# twice in 4 years...



## sortaskinny (Dec 3, 2010)

We have been married more than 10 years and she has cheated on me twice now. We have a beautiful 1 year old. I do not know what to do anymore...I want to try to make it work, but I am not sure I will ever be able to get over it. I am thinking if it happened twice, surely it will happen again! Not sure if I can trust her again. Sadly I do not have many friends that I can talk to about this, so most of it is kept inside. Anyone have any thoughts/advice?


----------



## Toby T (Dec 1, 2010)

I'm so sorry to hear about this, sorta. I think the question to what you can do, is tied to why has she decided to have an affair(s)?

Have you talked to her about why? Frequently it is to replace something lacking at home, like communication, caring, financial or emotional support. Sometimes it is an "exit affair", an excuse to leave. Seldom is it as simple as just for sex. 

You need to determine the cause before you formulate a plan of action.


----------



## sortaskinny (Dec 3, 2010)

Hi, thanks for the replies. Sorry to hear about that RWB, so what did you do? She did tell me about the first one. She definitively does crave the attention and probably something new and secret! Perhaps I am not fulfilling that particular need, but I was trying to do so after the first one.


----------



## sortaskinny (Dec 3, 2010)

Thanks for your comment RWB,

We had a long talk about us and I thought that it went well. She told me that she will cease to speak with this other guy. Well, the knife in my back was twisted...
Afterward I thought we finally understood each other (last night), I intercepted an email to her friend. It stated the opposite of what she told me. She said she is happy to be back with [email protected]#$ and is looking forward to having him meet her family while I am deployed in Afghanistan. I totally see those points you made about the “betrayed club” happening right now!


----------



## the guy (Aug 3, 2010)

Know that RWB has proven the point, stop asking her questions and she will tell you no lies. I suggest you take some time and develope a plan on what you are going to do. As you have found out last night, she is not going to listen to what you say, and the only thing you have control over is what you do and the actions you deside to take in dealing with her. Develope this plan from start to finish and understand the consequence your plan will have. For me this gave me a sense of direction and took away some of the cunfusion.

•••••

- _Written problem A_
Reproduce the stretch of the listing from the line containing "Where can the concrete step be found here?" through the line containing "[[153, 601], [628, 547], [517, 503]]", with both of those lines included. Omit the pictures.

- _Data supplied_
•••••

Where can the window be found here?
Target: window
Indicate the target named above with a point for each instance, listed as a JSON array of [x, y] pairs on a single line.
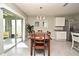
[[36, 24]]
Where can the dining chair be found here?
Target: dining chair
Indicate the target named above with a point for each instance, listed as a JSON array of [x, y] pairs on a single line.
[[39, 43]]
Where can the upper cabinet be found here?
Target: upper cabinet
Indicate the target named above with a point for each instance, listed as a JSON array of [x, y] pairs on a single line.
[[60, 21]]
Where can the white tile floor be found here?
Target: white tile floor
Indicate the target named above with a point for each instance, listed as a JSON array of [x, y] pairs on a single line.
[[8, 43], [58, 48]]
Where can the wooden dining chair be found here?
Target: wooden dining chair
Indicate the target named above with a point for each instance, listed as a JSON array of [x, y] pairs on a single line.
[[39, 43]]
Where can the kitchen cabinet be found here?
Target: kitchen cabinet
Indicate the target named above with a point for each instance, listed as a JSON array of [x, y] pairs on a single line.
[[60, 35], [60, 21]]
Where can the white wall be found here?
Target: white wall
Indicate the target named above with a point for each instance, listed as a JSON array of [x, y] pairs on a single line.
[[13, 8], [1, 31], [50, 20]]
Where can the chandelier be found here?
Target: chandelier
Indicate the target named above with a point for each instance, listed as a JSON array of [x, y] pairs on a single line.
[[40, 17]]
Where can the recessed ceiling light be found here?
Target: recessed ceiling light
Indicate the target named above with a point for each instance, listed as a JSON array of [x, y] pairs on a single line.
[[41, 7]]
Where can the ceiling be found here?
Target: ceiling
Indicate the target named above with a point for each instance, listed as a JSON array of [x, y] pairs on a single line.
[[48, 9]]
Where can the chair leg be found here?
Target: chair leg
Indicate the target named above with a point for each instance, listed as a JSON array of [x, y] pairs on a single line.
[[44, 52], [34, 52]]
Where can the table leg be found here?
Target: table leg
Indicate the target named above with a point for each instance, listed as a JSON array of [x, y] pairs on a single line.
[[31, 47], [49, 47]]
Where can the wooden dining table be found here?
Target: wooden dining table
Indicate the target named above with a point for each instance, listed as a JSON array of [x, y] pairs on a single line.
[[47, 37]]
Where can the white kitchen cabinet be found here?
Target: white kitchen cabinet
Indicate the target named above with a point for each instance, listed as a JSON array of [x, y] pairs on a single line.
[[60, 21], [60, 35]]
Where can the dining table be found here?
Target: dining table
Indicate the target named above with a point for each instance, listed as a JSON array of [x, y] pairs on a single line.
[[47, 38]]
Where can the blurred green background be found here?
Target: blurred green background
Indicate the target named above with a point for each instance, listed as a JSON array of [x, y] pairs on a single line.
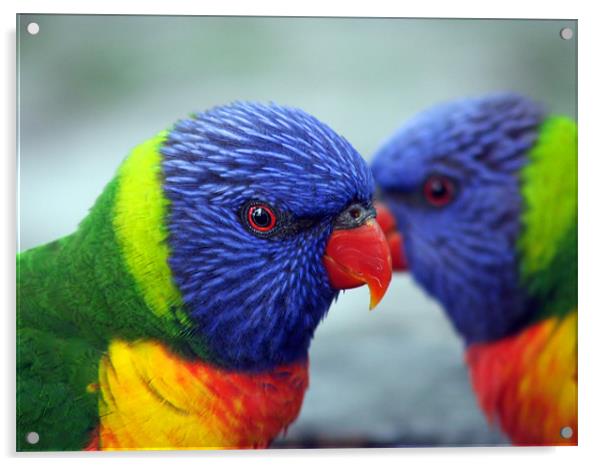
[[92, 87]]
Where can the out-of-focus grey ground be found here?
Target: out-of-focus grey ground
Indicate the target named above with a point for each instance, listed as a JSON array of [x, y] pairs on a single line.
[[91, 88]]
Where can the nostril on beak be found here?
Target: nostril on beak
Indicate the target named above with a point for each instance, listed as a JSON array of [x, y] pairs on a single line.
[[354, 216]]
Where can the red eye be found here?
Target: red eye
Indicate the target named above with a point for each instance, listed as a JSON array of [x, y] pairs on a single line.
[[438, 190], [261, 218]]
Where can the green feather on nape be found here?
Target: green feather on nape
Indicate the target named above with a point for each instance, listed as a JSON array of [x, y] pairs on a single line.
[[548, 243]]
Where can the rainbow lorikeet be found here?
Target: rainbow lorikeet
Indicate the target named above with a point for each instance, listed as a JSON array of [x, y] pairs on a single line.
[[484, 196], [180, 312]]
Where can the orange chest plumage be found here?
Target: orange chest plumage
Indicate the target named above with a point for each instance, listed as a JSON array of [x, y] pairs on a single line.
[[528, 382], [153, 399]]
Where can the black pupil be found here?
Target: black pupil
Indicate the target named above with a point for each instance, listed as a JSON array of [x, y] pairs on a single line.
[[261, 217], [438, 189]]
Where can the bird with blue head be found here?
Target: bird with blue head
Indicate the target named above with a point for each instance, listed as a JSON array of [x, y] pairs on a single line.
[[480, 204], [180, 313]]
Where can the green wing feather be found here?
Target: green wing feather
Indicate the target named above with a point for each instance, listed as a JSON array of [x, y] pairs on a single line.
[[76, 294]]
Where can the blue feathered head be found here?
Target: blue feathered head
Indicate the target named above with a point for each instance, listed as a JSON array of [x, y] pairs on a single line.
[[450, 179], [256, 193]]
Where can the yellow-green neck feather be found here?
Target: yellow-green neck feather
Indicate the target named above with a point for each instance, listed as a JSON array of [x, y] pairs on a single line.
[[139, 224]]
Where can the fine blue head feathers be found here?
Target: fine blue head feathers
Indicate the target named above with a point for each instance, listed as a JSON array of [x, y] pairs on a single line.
[[450, 178], [254, 191]]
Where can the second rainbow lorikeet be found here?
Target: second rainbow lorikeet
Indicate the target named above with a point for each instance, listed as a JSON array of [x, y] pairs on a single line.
[[180, 313], [483, 193]]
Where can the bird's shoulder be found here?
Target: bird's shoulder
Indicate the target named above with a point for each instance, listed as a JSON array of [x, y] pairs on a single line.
[[152, 397], [528, 381]]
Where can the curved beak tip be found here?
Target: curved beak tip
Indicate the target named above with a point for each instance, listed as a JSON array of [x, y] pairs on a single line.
[[360, 256]]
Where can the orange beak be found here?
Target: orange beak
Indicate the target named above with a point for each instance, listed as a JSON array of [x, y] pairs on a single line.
[[359, 256], [394, 238]]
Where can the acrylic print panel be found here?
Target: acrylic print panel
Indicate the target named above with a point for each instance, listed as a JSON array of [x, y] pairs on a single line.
[[195, 192]]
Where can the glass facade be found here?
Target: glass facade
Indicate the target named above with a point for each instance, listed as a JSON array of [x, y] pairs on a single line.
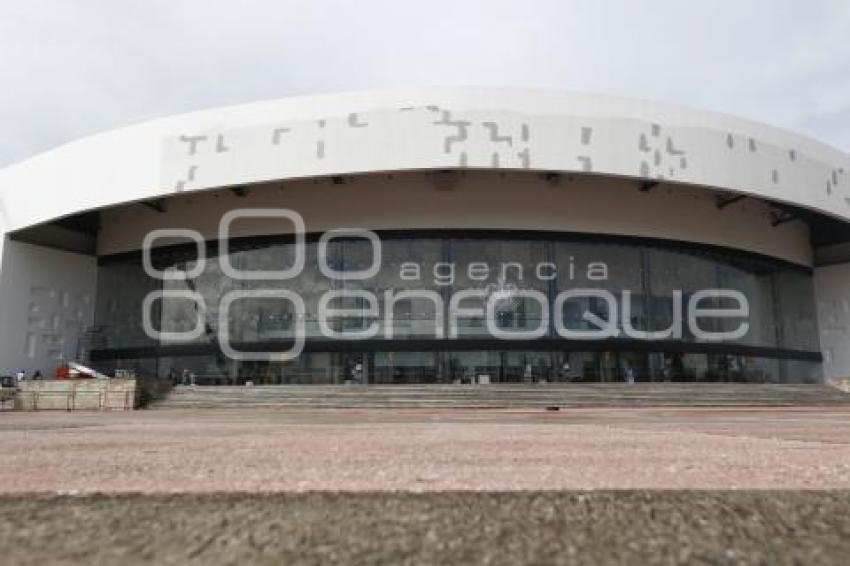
[[568, 308]]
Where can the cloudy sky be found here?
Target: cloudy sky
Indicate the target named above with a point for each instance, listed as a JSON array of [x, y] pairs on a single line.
[[73, 67]]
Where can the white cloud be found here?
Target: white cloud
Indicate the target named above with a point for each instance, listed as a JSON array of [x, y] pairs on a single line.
[[70, 68]]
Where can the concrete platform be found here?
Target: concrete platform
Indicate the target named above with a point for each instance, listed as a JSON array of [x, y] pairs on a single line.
[[498, 396]]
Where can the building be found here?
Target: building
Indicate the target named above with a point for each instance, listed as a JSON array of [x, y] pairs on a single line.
[[504, 235]]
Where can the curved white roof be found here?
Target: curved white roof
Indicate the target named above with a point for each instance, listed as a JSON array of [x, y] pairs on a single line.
[[424, 129]]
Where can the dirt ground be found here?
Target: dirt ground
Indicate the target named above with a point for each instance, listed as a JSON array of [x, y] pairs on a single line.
[[660, 527], [306, 486], [295, 450]]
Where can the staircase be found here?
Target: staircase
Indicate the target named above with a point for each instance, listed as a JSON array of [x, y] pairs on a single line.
[[517, 396]]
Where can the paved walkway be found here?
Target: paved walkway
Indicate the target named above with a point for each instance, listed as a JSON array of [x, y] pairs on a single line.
[[252, 449]]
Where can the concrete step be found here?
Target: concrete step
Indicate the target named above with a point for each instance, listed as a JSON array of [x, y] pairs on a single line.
[[503, 396]]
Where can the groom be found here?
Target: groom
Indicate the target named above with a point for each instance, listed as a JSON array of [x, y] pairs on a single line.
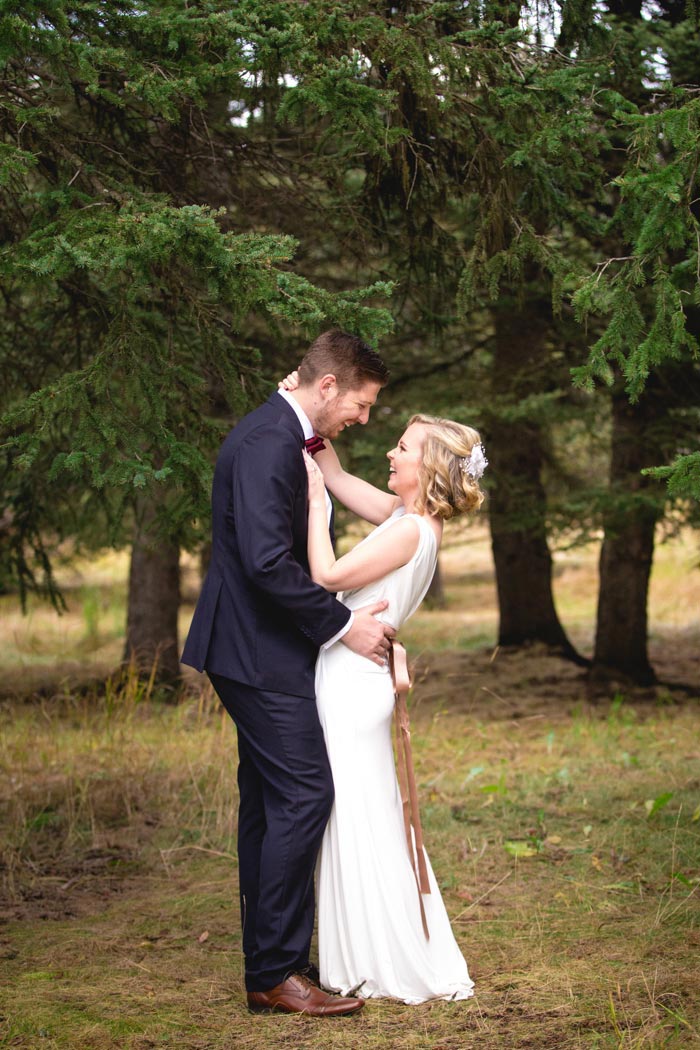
[[257, 629]]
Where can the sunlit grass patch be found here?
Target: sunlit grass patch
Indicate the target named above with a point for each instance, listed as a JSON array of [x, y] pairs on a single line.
[[565, 843]]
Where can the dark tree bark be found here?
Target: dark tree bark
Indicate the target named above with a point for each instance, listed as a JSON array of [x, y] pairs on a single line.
[[153, 601], [628, 547], [517, 503]]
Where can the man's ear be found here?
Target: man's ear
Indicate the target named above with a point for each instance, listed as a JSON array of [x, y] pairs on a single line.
[[327, 385]]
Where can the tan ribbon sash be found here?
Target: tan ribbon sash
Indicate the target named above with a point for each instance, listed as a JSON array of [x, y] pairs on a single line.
[[406, 775]]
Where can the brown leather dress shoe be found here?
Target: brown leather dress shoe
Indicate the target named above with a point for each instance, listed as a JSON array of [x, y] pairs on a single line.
[[297, 994]]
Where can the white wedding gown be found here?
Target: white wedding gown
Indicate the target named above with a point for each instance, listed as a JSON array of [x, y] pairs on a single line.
[[369, 928]]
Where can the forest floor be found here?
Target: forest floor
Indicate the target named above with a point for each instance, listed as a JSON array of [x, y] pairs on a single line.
[[564, 827]]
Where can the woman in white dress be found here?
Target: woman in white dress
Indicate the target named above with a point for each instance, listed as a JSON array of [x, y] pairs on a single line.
[[372, 940]]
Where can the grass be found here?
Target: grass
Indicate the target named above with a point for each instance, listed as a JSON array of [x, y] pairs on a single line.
[[565, 833]]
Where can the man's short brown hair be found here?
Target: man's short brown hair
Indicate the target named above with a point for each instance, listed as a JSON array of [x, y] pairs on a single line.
[[345, 356]]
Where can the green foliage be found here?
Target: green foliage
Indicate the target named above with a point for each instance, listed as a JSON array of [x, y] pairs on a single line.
[[125, 300]]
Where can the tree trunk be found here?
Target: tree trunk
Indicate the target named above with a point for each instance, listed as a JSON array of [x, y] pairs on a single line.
[[628, 547], [153, 602], [517, 502]]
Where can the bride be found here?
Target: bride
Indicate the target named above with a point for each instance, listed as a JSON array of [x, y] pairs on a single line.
[[370, 929]]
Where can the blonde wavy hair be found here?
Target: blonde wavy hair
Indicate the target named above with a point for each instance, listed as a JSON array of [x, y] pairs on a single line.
[[445, 488]]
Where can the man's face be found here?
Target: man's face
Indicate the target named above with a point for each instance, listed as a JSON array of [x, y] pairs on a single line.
[[337, 411]]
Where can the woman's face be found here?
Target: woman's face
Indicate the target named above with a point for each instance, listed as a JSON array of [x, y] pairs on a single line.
[[405, 461]]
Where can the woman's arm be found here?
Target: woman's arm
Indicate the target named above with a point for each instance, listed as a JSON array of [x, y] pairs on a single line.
[[358, 496], [366, 562]]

•••••

- _Written problem B_
In the thread about a spouse who cheated twice, why does the last reply urge the husband to develop a plan from start to finish? Answer in one to three sentences.

- _Written answer A_
Where can the concrete step be found here?
Target: concrete step
Indicate the target named above with a point for each instance, listed as a JSON array of [x, y] pairs on a single line.
[[503, 396]]
Where can the groom be found here?
Target: groom
Indicate the target named above with a point for each instance, listed as a JSON array of [x, y] pairs on a single line.
[[257, 629]]
Where can the sunlit grass patch be found here?
Target: sunlit grass patch
Indicate the target named above with a point for each instance, listed as a JSON array of [x, y] pairs on a single line.
[[565, 843]]
Where can the dark tree bark be found here?
Target: dark tree bark
Indicate the target named above with a point for each instance, listed as a JSON array of [x, y] pairs on a single line.
[[153, 601], [628, 547], [517, 503]]

- _Written answer B_
As the intercepted email from the night before showed, his wife is not going to listen to what he says, and the only thing he controls is his own actions in dealing with her. The poster adds that making such a plan gave him a sense of direction and took away some of the confusion.